**Short exercise:**
Would it be possible to write out each entry below exactly, without the pictures?

**Given information:**
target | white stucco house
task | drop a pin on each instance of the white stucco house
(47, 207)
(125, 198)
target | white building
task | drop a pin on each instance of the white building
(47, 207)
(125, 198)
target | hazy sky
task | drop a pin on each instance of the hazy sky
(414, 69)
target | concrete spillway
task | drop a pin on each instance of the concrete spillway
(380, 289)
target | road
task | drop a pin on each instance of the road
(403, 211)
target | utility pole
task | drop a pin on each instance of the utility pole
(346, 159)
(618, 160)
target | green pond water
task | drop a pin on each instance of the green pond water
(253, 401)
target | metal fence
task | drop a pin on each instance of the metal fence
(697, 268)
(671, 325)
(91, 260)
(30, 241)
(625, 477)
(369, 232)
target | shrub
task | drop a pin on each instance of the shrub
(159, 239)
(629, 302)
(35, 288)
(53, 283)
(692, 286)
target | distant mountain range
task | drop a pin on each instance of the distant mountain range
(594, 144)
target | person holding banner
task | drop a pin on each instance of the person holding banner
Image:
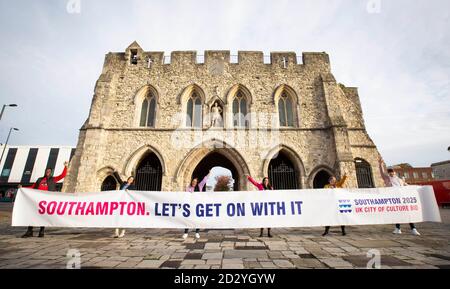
(392, 180)
(334, 184)
(125, 186)
(45, 183)
(193, 187)
(264, 185)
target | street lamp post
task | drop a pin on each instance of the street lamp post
(6, 143)
(3, 108)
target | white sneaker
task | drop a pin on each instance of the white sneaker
(397, 231)
(415, 232)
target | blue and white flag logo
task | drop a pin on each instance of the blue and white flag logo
(345, 206)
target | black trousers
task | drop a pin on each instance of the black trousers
(411, 225)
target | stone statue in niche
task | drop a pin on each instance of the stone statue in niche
(216, 115)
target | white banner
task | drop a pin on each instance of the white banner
(253, 209)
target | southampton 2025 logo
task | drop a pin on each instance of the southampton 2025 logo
(345, 206)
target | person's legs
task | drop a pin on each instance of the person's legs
(28, 233)
(41, 232)
(327, 230)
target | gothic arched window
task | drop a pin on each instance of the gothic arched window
(240, 111)
(148, 111)
(286, 110)
(194, 111)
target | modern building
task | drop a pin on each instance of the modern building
(441, 170)
(165, 123)
(25, 164)
(414, 175)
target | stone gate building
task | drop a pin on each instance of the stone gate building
(166, 122)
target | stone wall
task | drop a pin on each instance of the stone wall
(329, 131)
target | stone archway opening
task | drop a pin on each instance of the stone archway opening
(216, 159)
(110, 183)
(148, 175)
(321, 179)
(283, 174)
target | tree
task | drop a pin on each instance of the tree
(223, 184)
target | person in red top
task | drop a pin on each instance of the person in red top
(45, 183)
(264, 185)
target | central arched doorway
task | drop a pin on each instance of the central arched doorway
(210, 154)
(149, 173)
(109, 184)
(216, 159)
(283, 174)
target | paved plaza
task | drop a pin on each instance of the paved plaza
(227, 249)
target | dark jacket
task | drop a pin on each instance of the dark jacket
(50, 183)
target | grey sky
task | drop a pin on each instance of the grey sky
(399, 58)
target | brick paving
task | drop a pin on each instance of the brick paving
(227, 249)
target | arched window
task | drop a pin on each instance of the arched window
(285, 110)
(194, 111)
(148, 111)
(240, 111)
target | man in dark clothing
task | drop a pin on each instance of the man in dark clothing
(45, 183)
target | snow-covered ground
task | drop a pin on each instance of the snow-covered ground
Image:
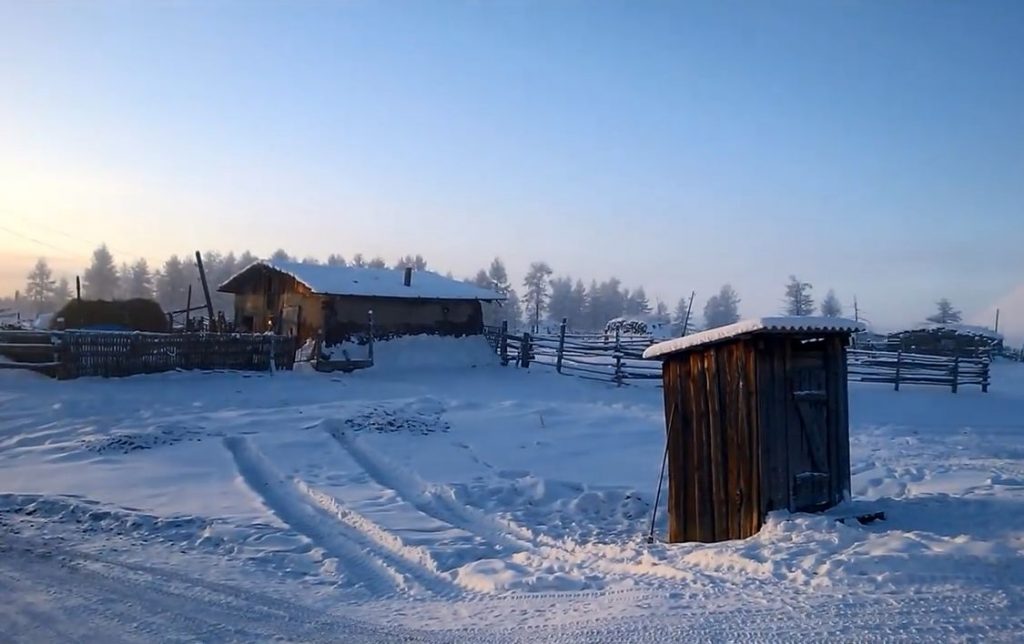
(473, 503)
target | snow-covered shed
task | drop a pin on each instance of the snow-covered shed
(757, 421)
(948, 339)
(305, 300)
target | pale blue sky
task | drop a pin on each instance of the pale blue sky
(877, 147)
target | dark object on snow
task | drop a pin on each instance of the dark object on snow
(136, 314)
(758, 421)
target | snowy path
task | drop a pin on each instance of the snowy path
(491, 505)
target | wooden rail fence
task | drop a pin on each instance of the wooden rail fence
(71, 354)
(620, 359)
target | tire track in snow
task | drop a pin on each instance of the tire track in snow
(439, 503)
(373, 560)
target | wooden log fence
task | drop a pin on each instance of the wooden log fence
(82, 353)
(620, 359)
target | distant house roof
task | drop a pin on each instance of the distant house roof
(352, 281)
(748, 327)
(961, 330)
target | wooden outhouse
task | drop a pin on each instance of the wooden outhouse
(757, 421)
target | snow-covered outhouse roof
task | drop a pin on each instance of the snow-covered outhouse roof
(357, 281)
(747, 327)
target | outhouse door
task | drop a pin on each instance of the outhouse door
(808, 436)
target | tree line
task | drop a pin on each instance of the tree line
(545, 300)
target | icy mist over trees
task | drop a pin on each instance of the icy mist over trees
(540, 302)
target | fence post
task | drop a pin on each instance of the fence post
(561, 345)
(371, 349)
(503, 343)
(271, 366)
(899, 362)
(619, 360)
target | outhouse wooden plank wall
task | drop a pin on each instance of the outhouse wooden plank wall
(757, 420)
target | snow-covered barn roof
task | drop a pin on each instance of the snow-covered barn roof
(961, 330)
(747, 327)
(353, 281)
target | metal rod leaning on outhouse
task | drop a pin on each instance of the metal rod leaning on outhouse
(660, 480)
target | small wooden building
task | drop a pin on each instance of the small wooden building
(306, 300)
(757, 421)
(948, 339)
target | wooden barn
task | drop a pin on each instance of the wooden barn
(305, 300)
(757, 421)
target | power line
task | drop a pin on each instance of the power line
(71, 254)
(65, 233)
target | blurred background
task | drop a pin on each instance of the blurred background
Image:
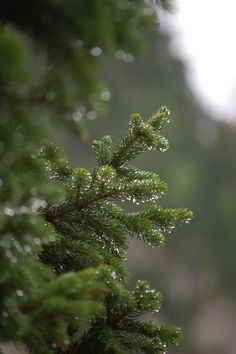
(195, 270)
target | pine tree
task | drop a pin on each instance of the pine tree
(58, 272)
(92, 232)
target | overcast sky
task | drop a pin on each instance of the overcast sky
(205, 35)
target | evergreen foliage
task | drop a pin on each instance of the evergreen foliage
(92, 231)
(64, 265)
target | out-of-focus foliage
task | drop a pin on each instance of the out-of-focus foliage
(50, 51)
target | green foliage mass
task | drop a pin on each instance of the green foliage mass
(86, 253)
(64, 265)
(93, 232)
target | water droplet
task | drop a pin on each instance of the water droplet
(96, 51)
(19, 292)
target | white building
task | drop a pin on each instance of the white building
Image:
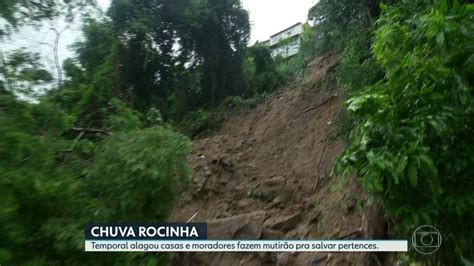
(286, 42)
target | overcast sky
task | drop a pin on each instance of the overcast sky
(266, 16)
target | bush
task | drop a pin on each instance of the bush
(46, 197)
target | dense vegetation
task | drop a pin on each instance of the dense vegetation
(103, 143)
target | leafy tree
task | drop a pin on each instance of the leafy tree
(411, 144)
(260, 69)
(23, 73)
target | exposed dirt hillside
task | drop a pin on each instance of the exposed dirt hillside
(267, 174)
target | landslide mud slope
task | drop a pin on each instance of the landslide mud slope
(267, 174)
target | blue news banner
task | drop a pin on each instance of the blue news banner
(192, 237)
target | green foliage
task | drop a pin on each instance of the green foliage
(412, 144)
(23, 74)
(142, 187)
(200, 121)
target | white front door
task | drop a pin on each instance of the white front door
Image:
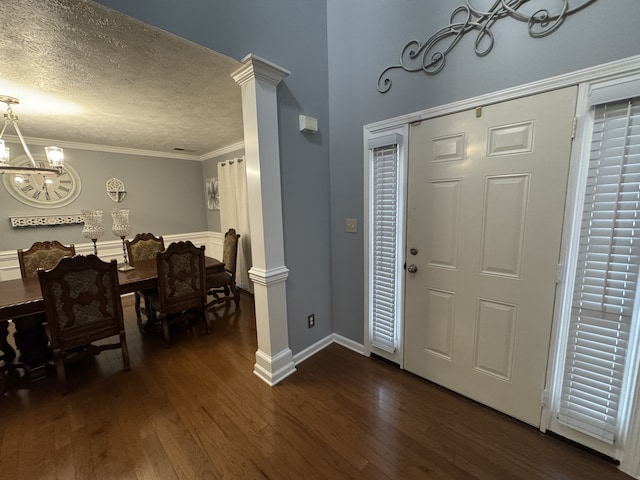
(486, 197)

**Answer to the task:**
target | white stucco house
task | drop a pin on each instance of the white stucco house
(47, 207)
(125, 198)
target | white building
task | drop a pin on each instance of the white building
(47, 207)
(125, 198)
target | hazy sky
task | drop a pin on each instance of the hazy sky
(414, 69)
target | concrete spillway
task | drop a pin on each instance of the concrete spillway
(380, 289)
target | road
task | drop a pin on each instance of the road
(403, 211)
target | utility pole
task | drop a pin on each instance of the utility pole
(346, 159)
(618, 160)
target | green pond water
task | drop a pin on each instance of the green pond water
(253, 401)
target | metal fence
task | drop a pin on each instance of the metal fence
(697, 268)
(671, 325)
(91, 260)
(30, 241)
(625, 477)
(369, 232)
target | shrub
task | drop a pin on each instance of the shrub
(159, 239)
(629, 302)
(35, 288)
(53, 283)
(692, 286)
target | distant mountain range
task | drop a pin on each instance of the distant mountain range
(594, 144)
target | person holding banner
task | drop a pin on each instance of the person holding banner
Image:
(392, 180)
(334, 184)
(125, 186)
(45, 183)
(193, 187)
(264, 185)
target | street lamp post
task | drop a pin on each instance of the street lamp post
(6, 143)
(3, 108)
target | white sneaker
task | drop a pin on each instance of the white sneaker
(397, 231)
(415, 232)
target | blue and white flag logo
task | drop a pin on each instance of the blue and white flag logo
(345, 206)
target | black trousers
task | drop a pin on each instance of the black trousers
(411, 225)
target | stone statue in niche
task | drop a pin on each instance of the stone statue in niche
(216, 115)
target | white banner
task | drop a pin on each instance of the white banner
(253, 209)
target | southampton 2025 logo
task | drop a pin on each instance of the southampton 2025 logo
(345, 206)
target | person's legs
task | drop a pin on each instance of the person's legs
(28, 233)
(41, 232)
(327, 230)
target | gothic arched window
task | drop a pin on each instance of the gothic arched window
(240, 111)
(148, 111)
(286, 110)
(194, 111)
target | modern building
task | drop a pin on each instance of the modern building
(441, 170)
(165, 123)
(25, 164)
(414, 175)
target | stone gate building
task | drop a pin on each instance of the stone gate building
(166, 122)
target | stone wall
task | drop a pin on each instance of the stone wall
(329, 131)
target | stone archway opening
task | drop a pin on each instance of the stone archway opening
(216, 159)
(110, 183)
(148, 175)
(321, 179)
(283, 174)
target | tree
task | drop a pin on each instance of the tree
(223, 184)
target | person in red top
task | drop a pin on each instance of the person in red top
(45, 183)
(264, 185)
target | central arched doorway
task | drop a pin on each instance of the central arched doorway
(210, 154)
(149, 173)
(109, 184)
(216, 159)
(283, 174)
target | paved plaza
task | drop a pin on each instance of the paved plaza
(227, 249)
target | dark jacket
task | drop a pin on each instance of the dark jacket
(50, 183)
target | grey sky
task | drop a pin on each instance of the grey sky
(399, 58)
target | brick paving
task | drop a pin on each instance of the brick paving
(227, 249)
target | arched window
task | drop a pin on each instance of the arched window
(285, 110)
(194, 111)
(148, 111)
(240, 111)
target | man in dark clothing
task | drop a pin on each instance of the man in dark clothing
(45, 183)
target | snow-covered ground
task | drop a pin on each instance of the snow-covered ground
Image:
(473, 503)
target | snow-covered shed
task | drop a pin on each instance of the snow-covered shed
(757, 421)
(948, 339)
(305, 300)
target | pale blue sky
task | drop a pin on each instance of the pale blue sky
(877, 147)
target | dark object on snow
task | drop a pin on each instance of the dark object on snow
(136, 314)
(758, 421)
target | snowy path
task | drop a pin on each instance of the snowy path
(491, 505)
target | wooden rail fence
task | drop a pin on each instance of the wooden rail fence
(71, 354)
(620, 359)
target | tire track in snow
task | drop a pin on each instance of the tire track in snow
(439, 503)
(373, 560)
target | wooden log fence
task | drop a pin on each instance of the wooden log fence
(82, 353)
(620, 359)
target | distant house roof
task | drop a pin on each instance of the distant house roof
(352, 281)
(748, 327)
(961, 330)
target | wooden outhouse
task | drop a pin on each instance of the wooden outhouse
(757, 421)
target | snow-covered outhouse roof
task | drop a pin on each instance of the snow-covered outhouse roof
(357, 281)
(747, 327)
target | outhouse door
task | drop a pin on each instance of the outhouse door
(808, 436)
target | tree line
task | drop a pin on each instance of the tree line
(545, 300)
target | icy mist over trees
task | drop a pin on each instance of the icy mist over trees
(540, 302)
target | fence post
task | drop a pin on each instance of the fence post
(561, 345)
(371, 349)
(503, 343)
(271, 366)
(899, 362)
(619, 360)
target | outhouse wooden plank wall
task | drop a pin on each instance of the outhouse wooden plank wall
(757, 420)
target | snow-covered barn roof
task | drop a pin on each instance of the snow-covered barn roof
(961, 330)
(747, 327)
(353, 281)
target | metal rod leaning on outhouse
task | drop a pin on each instance of the metal rod leaning on outhouse
(660, 480)
target | small wooden building
task | drop a pin on each instance of the small wooden building
(306, 300)
(757, 421)
(948, 339)
target | wooden barn
task | drop a pin on each instance of the wooden barn
(305, 300)
(757, 421)
target | power line
task | drop a pin on each instance of the power line
(71, 254)
(65, 233)
target | blurred background
task | drop a pin on each instance of the blurred background
Image:
(195, 270)
target | pine tree
task | drop a pin on each instance of the pine tree
(58, 272)
(92, 232)
target | overcast sky
task | drop a pin on each instance of the overcast sky
(205, 35)
target | evergreen foliage
task | drop a pin on each instance of the evergreen foliage
(92, 231)
(64, 265)
target | out-of-focus foliage
task | drop a pin on each instance of the out-of-focus foliage
(50, 51)
target | green foliage mass
task | drop a pin on each instance of the green foliage mass
(86, 253)
(64, 265)
(93, 232)
target | water droplet
task | drop a pin on each instance of the water droplet
(96, 51)
(19, 292)
target | white building
task | drop a pin on each instance of the white building
Image:
(286, 42)
target | overcast sky
task | drop a pin on each instance of the overcast sky
(266, 16)
target | bush
task | drop a pin on each instance of the bush
(46, 197)
target | dense vegetation
task | drop a pin on each instance of the dense vegetation
(103, 143)
target | leafy tree
task | drop a pin on each instance of the leafy tree
(411, 144)
(260, 69)
(23, 73)
target | exposed dirt hillside
task | drop a pin on each instance of the exposed dirt hillside
(267, 174)
target | landslide mud slope
task | drop a pin on each instance of the landslide mud slope
(267, 174)
target | blue news banner
task | drop a pin on each instance of the blue news banner
(192, 237)
target | green foliage
task | drop a pin on each instance of the green foliage
(412, 144)
(23, 74)
(142, 187)
(200, 121)
target | white front door
task | drop a pin on each instance of the white front door
Image:
(486, 197)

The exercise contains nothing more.